Exercice —
Reprenez tout le passage du texte sur le film qui va de "Au départ il" jusqu'à "ma propre adolescence.", en substituant "solaire" à "lumineux".

Texte du document —
****************

Au départ il y a eu l’envie de filmer des adolescents. À 17 ans, dans le regard, il se passe quelque chose qu’on ne retrouve plus à l’âge adulte. En réfléchissant à ma propre adolescence, qui n’a pas été facile, j’ai eu envie de faire un film lumineux, léger et pop. En quelque sorte, le film qui m’aurait plu à 17 ans. Un film qui ne dramatise pas les éléments un peu sombres liés à cet âge-là, comme les peurs et les tendances autodestructrices. Un film sensoriel avec un peu de douleur, mais beaucoup de plaisir, car à cet âge tout est exalté et exaltant. C’était une évidence pour moi de retourner en Lituanie, puisque c’est là que j’ai passé ma propre adolescence.

C’est un pays qui a un rapport particulier, presque obsessionnel, à l’aviation. Durant mes étés, j’assistais comme tous à de nombreuses fêtes aériennes. Cet élément du vécu lituanien tout à fait courant m’est apparu comme une métaphore juste pour Sangaïlé, mon personnage principal. La voltige aérienne exige une vraie maîtrise de soi et c’est justement ce qui semble manquer à Sangaïlé. De plus, la voltige est dans la lignée de mes recherches originelles sur les sensations pour ce projet. Le vertige, la chair de poule, les premières fois, le plaisir, l’angoisse sans forcément une cause apparente… m’ont intéressée davantage que les dialogues ou les rebondissements narratifs.

****************

Extrait des données —
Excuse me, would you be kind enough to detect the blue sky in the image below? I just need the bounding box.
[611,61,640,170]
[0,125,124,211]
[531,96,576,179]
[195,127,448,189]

****************

Corrigé —
Au départ il y a eu l’envie de filmer des adolescents. À 17 ans, dans le regard, il se passe quelque chose qu’on ne retrouve plus à l’âge adulte. En réfléchissant à ma propre adolescence, qui n’a pas été facile, j’ai eu envie de faire un film solaire, léger et pop. En quelque sorte, le film qui m’aurait plu à 17 ans. Un film qui ne dramatise pas les éléments un peu sombres liés à cet âge-là, comme les peurs et les tendances autodestructrices. Un film sensoriel avec un peu de douleur, mais beaucoup de plaisir, car à cet âge tout est exalté et exaltant. C’était une évidence pour moi de retourner en Lituanie, puisque c’est là que j’ai passé ma propre adolescence.